* [Task details]:
Copy every one of the rows below word for word, leaving the pictures out of your copy.

* [Recorded information]:
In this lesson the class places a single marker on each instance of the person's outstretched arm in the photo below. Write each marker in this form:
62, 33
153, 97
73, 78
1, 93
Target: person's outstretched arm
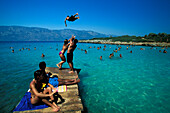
70, 40
41, 95
65, 23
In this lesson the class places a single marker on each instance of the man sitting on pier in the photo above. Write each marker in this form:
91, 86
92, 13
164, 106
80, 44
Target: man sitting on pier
70, 51
71, 18
41, 95
59, 81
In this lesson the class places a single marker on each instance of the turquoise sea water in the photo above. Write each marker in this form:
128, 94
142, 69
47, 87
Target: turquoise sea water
139, 82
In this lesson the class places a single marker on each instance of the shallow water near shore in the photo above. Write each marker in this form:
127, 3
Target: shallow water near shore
137, 82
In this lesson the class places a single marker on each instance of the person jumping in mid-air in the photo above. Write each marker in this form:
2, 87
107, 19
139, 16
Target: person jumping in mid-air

* [Response to the task]:
In this lesson the class places a single marker on each instance of the person's outstretched arm in the photo below. Write each marker in this form:
62, 33
153, 97
73, 78
1, 93
Target: person's outstretched arm
70, 40
41, 95
65, 23
In this lesson the class places a single marker on each instance of the man sitting on pier in the photo above. Write each marker in this form:
91, 86
92, 13
164, 106
80, 44
Target: man sitting on pier
70, 51
71, 18
41, 95
59, 81
In this lesson the class places a single marker on each instance of the turquoise sea water in the photo above. Write each marker in this form:
128, 94
142, 69
47, 87
Target: turquoise sea water
139, 82
In this lesson the class places a single marker on each instance of the shallow water near shore in the photo above. Write each marker in this form:
127, 3
Target: shallow water near shore
137, 82
In this lesson the class places a single marker on each instance of the person jumping in mid-air in the photo above. Write each marker in this form:
2, 87
107, 19
139, 16
Target: person jumping in mid-air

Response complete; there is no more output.